# Supplied data start

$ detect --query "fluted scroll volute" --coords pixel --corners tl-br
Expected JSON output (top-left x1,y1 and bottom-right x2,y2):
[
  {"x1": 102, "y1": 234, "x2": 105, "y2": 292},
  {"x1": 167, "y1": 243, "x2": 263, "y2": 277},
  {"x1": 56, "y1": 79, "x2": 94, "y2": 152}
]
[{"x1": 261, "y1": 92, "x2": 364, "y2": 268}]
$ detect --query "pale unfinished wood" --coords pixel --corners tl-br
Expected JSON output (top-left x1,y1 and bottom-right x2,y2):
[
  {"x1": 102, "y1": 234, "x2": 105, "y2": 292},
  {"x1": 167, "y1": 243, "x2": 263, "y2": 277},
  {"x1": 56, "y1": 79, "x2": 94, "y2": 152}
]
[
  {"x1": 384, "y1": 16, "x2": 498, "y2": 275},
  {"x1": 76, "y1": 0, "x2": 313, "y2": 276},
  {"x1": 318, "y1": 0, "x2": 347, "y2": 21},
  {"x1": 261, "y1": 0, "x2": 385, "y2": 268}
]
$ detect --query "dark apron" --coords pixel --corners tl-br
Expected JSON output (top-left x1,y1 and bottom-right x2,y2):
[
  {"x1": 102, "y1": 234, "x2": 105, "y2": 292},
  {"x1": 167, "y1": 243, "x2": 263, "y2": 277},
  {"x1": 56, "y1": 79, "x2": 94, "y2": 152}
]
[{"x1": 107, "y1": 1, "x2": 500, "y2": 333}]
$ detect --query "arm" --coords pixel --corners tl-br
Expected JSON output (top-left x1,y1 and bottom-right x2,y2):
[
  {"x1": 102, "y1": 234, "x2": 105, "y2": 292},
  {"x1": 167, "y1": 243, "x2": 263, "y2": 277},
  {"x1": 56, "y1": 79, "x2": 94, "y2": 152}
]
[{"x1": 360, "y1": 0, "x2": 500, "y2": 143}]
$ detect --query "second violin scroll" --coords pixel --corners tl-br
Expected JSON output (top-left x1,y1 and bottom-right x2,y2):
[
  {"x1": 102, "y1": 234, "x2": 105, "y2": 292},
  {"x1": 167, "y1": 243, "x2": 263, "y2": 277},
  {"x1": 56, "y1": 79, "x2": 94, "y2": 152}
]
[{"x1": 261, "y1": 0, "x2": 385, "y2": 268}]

# Supplied data end
# Supplied data start

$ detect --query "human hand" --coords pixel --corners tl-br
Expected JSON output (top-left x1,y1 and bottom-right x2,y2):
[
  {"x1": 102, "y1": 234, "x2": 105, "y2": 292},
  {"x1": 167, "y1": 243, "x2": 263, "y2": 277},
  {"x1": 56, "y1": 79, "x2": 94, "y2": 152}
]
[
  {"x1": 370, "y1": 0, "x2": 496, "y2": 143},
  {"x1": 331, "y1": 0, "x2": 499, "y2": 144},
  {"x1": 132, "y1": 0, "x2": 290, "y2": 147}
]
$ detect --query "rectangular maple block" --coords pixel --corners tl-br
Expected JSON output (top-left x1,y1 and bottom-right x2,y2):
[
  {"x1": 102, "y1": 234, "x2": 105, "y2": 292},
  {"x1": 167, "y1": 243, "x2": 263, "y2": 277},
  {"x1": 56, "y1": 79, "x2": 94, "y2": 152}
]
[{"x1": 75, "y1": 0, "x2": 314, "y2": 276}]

# Supplied data end

— Problem to work on —
Copy every line of the entries above that contains the word "scroll". Count only matches with the same uppercase and lowercase letters.

— Exercise response —
$ detect --query "fluted scroll volute" --coords pixel --corners tl-br
$ detect --query "second violin scroll" --coords pixel --corners tl-br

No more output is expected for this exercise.